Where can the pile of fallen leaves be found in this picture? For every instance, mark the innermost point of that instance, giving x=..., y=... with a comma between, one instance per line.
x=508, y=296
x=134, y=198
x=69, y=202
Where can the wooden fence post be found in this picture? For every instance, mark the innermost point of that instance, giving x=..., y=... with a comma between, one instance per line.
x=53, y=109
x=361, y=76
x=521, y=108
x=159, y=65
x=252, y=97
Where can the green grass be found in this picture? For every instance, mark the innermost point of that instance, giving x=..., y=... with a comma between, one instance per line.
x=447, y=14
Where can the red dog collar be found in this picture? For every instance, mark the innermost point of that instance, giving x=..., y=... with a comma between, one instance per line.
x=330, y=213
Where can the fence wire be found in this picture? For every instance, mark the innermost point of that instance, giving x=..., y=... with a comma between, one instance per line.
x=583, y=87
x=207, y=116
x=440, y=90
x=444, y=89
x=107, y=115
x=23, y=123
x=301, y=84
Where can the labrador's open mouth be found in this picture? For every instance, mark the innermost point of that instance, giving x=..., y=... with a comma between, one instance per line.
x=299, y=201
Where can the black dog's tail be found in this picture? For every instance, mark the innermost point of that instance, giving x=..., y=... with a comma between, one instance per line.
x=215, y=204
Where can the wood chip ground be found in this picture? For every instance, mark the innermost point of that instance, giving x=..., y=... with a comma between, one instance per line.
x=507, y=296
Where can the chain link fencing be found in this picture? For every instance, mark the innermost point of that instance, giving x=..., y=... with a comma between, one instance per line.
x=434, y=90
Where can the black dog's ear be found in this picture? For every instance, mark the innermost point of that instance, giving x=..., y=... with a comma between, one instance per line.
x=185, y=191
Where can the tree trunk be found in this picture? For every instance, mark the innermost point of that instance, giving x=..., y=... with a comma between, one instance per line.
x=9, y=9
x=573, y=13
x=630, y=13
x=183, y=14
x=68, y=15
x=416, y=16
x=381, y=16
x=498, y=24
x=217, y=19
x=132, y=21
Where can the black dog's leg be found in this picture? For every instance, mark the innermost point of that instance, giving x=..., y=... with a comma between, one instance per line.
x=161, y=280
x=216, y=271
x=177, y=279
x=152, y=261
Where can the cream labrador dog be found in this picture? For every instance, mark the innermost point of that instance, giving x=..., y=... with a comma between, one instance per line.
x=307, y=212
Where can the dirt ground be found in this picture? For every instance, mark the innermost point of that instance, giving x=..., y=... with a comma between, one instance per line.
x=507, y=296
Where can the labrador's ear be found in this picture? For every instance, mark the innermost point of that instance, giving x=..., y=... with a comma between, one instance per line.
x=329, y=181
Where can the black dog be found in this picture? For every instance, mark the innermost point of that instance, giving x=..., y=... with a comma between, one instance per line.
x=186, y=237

········

▶ _Assignment_
Output the entire listing exactly, including each line.

▶ _Response to the task_
Where can the pile of fallen leaves be found in this picture? For every instance, mark the innermost point of that instance, giving x=..., y=... with a comma between, one instance per line.
x=508, y=296
x=134, y=198
x=69, y=202
Where can the wooden fence post be found in this picture? For every instance, mark the innermost point of that instance, giving x=..., y=... with a comma between, one instance per line.
x=53, y=109
x=361, y=76
x=521, y=108
x=159, y=65
x=252, y=97
Where can the green grass be found in this picture? For every instance, mark the innermost point of that instance, giving x=..., y=... with a comma between, one instance per line.
x=447, y=14
Where can the red dog collar be found in this picture? For every instance, mark the innermost point of that instance, giving x=..., y=... with a comma between, one instance per line.
x=330, y=213
Where can the fence wire be found in this picture? For every instance, mark the innermost point of that instance, giving x=..., y=... with a comma between, one instance per line.
x=583, y=87
x=207, y=116
x=440, y=90
x=444, y=89
x=107, y=115
x=23, y=123
x=301, y=84
Where can the labrador's open mouth be found in this picture? For every instance, mark the innermost point of that instance, giving x=..., y=... with a comma between, one instance per line.
x=299, y=201
Where can the black dog's tail be found in this picture? For every instance, mark the innermost point of that instance, giving x=..., y=... with a comma between, one instance per line.
x=215, y=204
Where can the wood chip ground be found in this picture? For every instance, mark the innermost point of that instance, giving x=..., y=... with a comma between, one instance per line.
x=507, y=296
Where can the chain link fencing be found in this picture? For every instance, mark the innermost point of that instance, giving x=..., y=... with a comma between, one instance per line.
x=434, y=90
Where can the black dog's ear be found in this picture? For every instance, mark the innermost point of that instance, giving x=..., y=... with a comma between, one instance per line.
x=185, y=191
Where can the tree trunk be found in this picture? For every instance, mark the innermost point of that instance, giving x=..., y=... with a comma between, one instance per line.
x=9, y=9
x=573, y=13
x=630, y=13
x=183, y=14
x=68, y=15
x=416, y=16
x=381, y=16
x=498, y=24
x=217, y=19
x=132, y=21
Where can the black dog's leg be found in this picture? For every instance, mark the innermost point of that instance, giving x=..., y=... with a comma between, one instance per line.
x=161, y=280
x=216, y=271
x=177, y=279
x=152, y=261
Where can the cream labrador dog be found in this picture? For every instance, mark the innermost point of that instance, giving x=..., y=... with a comma between, one instance per line.
x=307, y=212
Where can the dirt ground be found in this picture? For every instance, mark the innermost point of that instance, giving x=..., y=... with a comma between, one instance per line.
x=507, y=296
Where can the labrador's ear be found in this picture? For every instance, mark the innermost point of that instance, giving x=..., y=... with a comma between, one instance per line.
x=329, y=181
Where can the black dog be found in this picture? For every instance, mark the innermost point of that instance, giving x=..., y=... with a comma between, one instance per line.
x=186, y=237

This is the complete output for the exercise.